[Begin Records shown]

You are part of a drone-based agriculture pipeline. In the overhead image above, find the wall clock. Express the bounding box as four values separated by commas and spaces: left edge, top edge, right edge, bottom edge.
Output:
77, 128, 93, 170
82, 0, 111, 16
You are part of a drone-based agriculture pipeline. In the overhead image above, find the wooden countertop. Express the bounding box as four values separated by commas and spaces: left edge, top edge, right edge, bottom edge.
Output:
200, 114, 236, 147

[End Records shown]
[Begin Records shown]

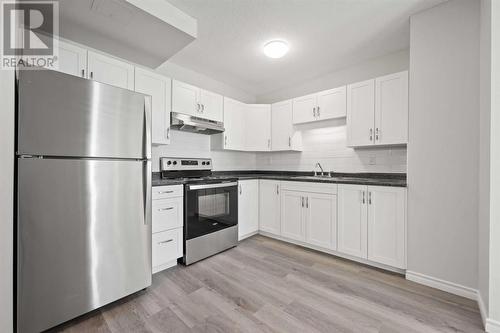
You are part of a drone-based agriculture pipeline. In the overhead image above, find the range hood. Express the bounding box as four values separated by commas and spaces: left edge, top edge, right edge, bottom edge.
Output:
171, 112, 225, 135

[End Records shown]

Turn the rows starting with the line that contains "find the wall" and going on through the line that contains "82, 0, 111, 16" into a Markdown table with two columns, Line (the row number) and Text (the line itself). Leave out any blank lines.

* _Answer to this problem_
| Line | Text |
|---|---|
| 1 | You are part of a drone-based agriculture pipeline. In the overhead image above, find the wall clock. Express the bounding box as four values separated by commas and spaces: left edge, top edge, right edge, bottom edge. |
| 2 | Output: |
| 3 | 77, 128, 93, 170 |
| 4 | 82, 0, 111, 16 |